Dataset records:
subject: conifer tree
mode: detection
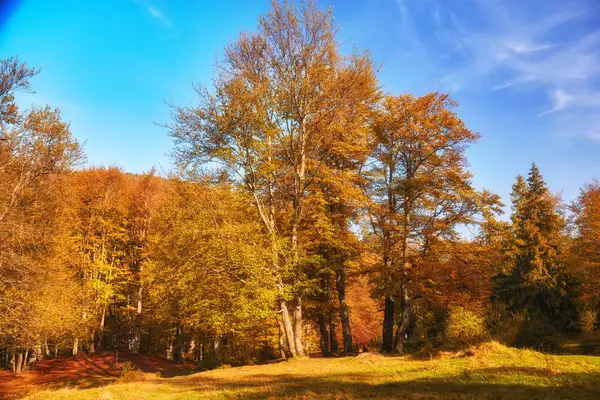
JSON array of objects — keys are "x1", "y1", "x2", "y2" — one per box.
[{"x1": 495, "y1": 164, "x2": 577, "y2": 344}]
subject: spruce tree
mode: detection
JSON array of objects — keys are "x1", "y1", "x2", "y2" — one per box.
[{"x1": 494, "y1": 164, "x2": 577, "y2": 345}]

* _YOUR INSTRUCTIONS_:
Can you print all of the data above line for line, leaving out the pictures?

* _EXPECTED OUTPUT_:
subject: conifer tree
mode: detection
JSON array of objects — keys are "x1", "y1", "x2", "y2" — one per box.
[{"x1": 495, "y1": 164, "x2": 577, "y2": 344}]
subject: spruce tree
mode: detection
JSON array of objects — keys are "x1", "y1", "x2", "y2" — one per box.
[{"x1": 494, "y1": 164, "x2": 577, "y2": 345}]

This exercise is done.